If you need to spend the night in something like that you can sit or lay on your pack or a climbing rope to help insulate you from the ground. Some packs even have a removable pad intended for bivy situations. It is also possible to carry a small foam seat pad that can make lunch stops more comfortable and make a bivy less miserable.
Lou, check out the Integral Designs Guides Silsack, a modern Zdarsky tent. It weighs 13oz. but fits 2-3 people. So you get more body heat, better storm protection, and a lot more options for rigging. Not cheap but will last forever and can make a nice respite at lunch when the wind is howling.
Either Mark Twight or Jeff Lowe said (paraphrasing) that if you take a bivy sack on a climb, you’ll use it. Something to ponder, but the emergency sack is different. If you get caught out and benighted, maybe continuing to move is an option; just be sure you have a reliable headlamp, one of the most usefyl pieces of gear any of us carries.

> **Record set**

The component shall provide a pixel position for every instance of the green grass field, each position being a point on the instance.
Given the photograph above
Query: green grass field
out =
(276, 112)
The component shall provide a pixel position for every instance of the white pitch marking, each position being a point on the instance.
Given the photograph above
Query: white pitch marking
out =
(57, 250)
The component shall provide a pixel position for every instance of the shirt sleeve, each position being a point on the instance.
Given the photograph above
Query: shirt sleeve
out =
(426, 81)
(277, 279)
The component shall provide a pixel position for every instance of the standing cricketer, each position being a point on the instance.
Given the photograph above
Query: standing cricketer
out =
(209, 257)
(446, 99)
...
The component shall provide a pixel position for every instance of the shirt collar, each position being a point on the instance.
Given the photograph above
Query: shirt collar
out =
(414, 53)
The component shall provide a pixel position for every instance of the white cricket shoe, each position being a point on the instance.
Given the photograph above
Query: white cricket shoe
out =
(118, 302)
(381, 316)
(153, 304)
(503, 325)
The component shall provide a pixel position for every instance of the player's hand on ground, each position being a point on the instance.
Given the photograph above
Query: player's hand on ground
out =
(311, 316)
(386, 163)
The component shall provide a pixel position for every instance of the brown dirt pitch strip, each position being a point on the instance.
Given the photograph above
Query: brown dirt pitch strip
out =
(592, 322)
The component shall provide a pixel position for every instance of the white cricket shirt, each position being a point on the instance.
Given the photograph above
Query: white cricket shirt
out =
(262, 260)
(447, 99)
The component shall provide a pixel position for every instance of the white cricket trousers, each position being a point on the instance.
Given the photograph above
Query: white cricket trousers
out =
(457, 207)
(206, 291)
---
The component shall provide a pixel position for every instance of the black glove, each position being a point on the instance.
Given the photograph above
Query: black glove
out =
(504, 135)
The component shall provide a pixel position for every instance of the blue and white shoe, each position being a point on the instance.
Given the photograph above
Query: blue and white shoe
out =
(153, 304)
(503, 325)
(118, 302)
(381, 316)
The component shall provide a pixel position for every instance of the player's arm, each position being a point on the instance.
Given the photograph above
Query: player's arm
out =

> **Check your understanding**
1. Answer these from the bivy gear text:
(a) What two things can you sit or lay on to insulate you from the ground?
(b) How much does the Integral Designs Guides Silsack weigh?
(c) Who is credited with saying that if you take a bivy sack on a climb, you'll use it?
2. List every person named in the bivy gear text.
The rows that come after the bivy gear text are not needed here.

> **Activity answers**
1.
(a) Your pack or a climbing rope.
(b) 13oz.
(c) Either Mark Twight or Jeff Lowe.

2.
Lou
Mark Twight
Jeff Lowe